(TASK PROMPT):
Output all entries below exactly as they are given.

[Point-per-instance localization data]

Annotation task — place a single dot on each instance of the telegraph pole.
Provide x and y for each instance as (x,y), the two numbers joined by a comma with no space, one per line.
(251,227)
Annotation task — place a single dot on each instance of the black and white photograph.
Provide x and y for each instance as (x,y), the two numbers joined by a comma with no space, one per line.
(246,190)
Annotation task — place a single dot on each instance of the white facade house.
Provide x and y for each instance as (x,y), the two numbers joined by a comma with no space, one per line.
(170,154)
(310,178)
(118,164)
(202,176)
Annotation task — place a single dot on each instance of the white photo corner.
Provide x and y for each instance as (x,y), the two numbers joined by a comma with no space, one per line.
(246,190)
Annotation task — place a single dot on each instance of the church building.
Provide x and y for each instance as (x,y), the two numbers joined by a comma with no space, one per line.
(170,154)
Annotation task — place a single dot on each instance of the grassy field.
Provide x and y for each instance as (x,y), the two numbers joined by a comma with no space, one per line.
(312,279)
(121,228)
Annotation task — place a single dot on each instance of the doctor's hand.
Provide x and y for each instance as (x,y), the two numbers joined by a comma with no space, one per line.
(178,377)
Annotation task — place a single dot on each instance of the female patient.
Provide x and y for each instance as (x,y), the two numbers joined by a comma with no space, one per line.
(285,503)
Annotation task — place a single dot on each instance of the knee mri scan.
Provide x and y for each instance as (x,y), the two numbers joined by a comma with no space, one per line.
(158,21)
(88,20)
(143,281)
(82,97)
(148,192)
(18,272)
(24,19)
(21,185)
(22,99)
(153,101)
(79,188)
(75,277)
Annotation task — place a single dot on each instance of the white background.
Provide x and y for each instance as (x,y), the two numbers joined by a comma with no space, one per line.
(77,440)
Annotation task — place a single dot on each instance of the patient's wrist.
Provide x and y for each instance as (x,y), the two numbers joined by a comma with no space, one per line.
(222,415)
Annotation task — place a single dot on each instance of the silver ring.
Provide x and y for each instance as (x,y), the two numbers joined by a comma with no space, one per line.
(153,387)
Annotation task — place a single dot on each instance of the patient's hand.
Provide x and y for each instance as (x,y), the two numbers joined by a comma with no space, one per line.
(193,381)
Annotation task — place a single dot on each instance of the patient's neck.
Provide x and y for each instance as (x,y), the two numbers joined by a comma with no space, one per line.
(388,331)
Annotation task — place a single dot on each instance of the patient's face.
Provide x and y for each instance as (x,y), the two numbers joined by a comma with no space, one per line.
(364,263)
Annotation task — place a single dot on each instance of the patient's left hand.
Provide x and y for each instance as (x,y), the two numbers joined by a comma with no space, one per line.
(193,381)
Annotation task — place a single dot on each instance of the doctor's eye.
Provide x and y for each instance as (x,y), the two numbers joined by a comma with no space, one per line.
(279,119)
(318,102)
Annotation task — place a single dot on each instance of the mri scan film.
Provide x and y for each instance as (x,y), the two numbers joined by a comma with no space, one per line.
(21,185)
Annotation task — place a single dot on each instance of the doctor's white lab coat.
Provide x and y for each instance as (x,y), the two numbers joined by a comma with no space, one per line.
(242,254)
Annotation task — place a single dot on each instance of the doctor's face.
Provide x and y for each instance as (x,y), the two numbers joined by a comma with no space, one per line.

(SOLUTION FOR THIS PROBLEM):
Annotation task — place a single dot on each instance of the telegraph pole.
Provide x and y for each instance as (x,y), the two numbers joined by a comma with no space, one per line.
(251,227)
Annotation task — place a single dot on each instance of the black and white photograph.
Provide x and y for each instance as (x,y), the two numbers joined by a comma with no space, one per line.
(246,190)
Annotation task — place a single dot on each instance of the white facade house.
Provide x and y for each instance as (x,y), the two numbers joined by a comma with no space, one per line.
(170,154)
(310,178)
(118,164)
(202,176)
Annotation task — place a single dot on each instance of the white photo corner.
Provide x and y for each instance as (x,y), the two numbers joined by a comma with no space, one per line.
(246,190)
Annotation task — place a single dot on each instance of the church building.
Provide x and y for each instance as (x,y), the two numbers joined by a comma with no space, one per line.
(170,154)
Annotation task — place a single dot on each instance of the grassy field.
Provide x and y for each instance as (x,y), the two numbers joined by a comma with no space, one per line.
(312,279)
(121,228)
Annotation task — place a single dot on each instance of the doctor's hand.
Provide x and y for each instance as (x,y), the two numbers joined by a comma with no space, one per line.
(178,377)
Annotation task — place a single dot on each instance of the female patient.
Provide x and y for each instance as (x,y), the two numbers joined by a comma with no space, one per line.
(285,503)
Annotation task — place a single dot on each instance of the knee mri scan.
Provide x and y for each instance as (x,y), the two numbers joined by a comma with no space, one per line.
(158,21)
(88,20)
(143,281)
(82,97)
(148,192)
(18,272)
(24,19)
(21,185)
(22,99)
(153,101)
(79,188)
(75,277)
Annotation task — place a single dot on each instance of the white background.
Provide x and y for each instance as (x,y), the two numbers joined by a comma with no space, one per line.
(77,440)
Annotation task — place a single dot on each instance of the patient's wrist.
Provide x and y for each instance as (x,y), the two numbers joined by a comma with no space, one per line.
(222,415)
Annotation task — place a single dot on each instance of the silver ring.
Provide x and y for each instance as (x,y), the two numbers joined by a comma with no space, one per line.
(153,387)
Annotation task — place a single dot on each instance of the patient's hand.
Provide x and y for each instance as (x,y), the two numbers joined by a comma with no space, one per line.
(193,381)
Annotation task — place a single dot on each instance of the patient's neck.
Provide x and y for each instance as (x,y), the two numbers joined by a comma with no space, one per line.
(388,331)
Annotation task — place a single dot on each instance of the patient's face.
Provide x and y for each instance as (x,y), the two numbers joined by a comma with no space, one per line.
(364,263)
Annotation task — place a single dot on each instance of the patient's left hand.
Provide x and y for each instance as (x,y), the two numbers joined by a comma with no space, one per line.
(193,381)
Annotation task — place a single dot on each instance of the doctor's eye.
Provide x and y for each instance as (x,y), the two numbers joined by a comma with no space, one per line.
(279,119)
(318,102)
Annotation task — place a single dot on each instance of the mri scan film.
Provide x and y for each instance as (x,y), the two numbers joined by a comma with no space, one per line.
(21,185)
Annotation task — place a single dot on each instance of the doctor's white lab coat.
Provide x and y for each instance as (x,y), the two numbers joined by a comma with no space, one per line.
(242,254)
Annotation task — place a single dot on each instance of the doctor's face.
Provide x and y for each instance as (x,y), the two numbers joined by a comma with no space, one per line.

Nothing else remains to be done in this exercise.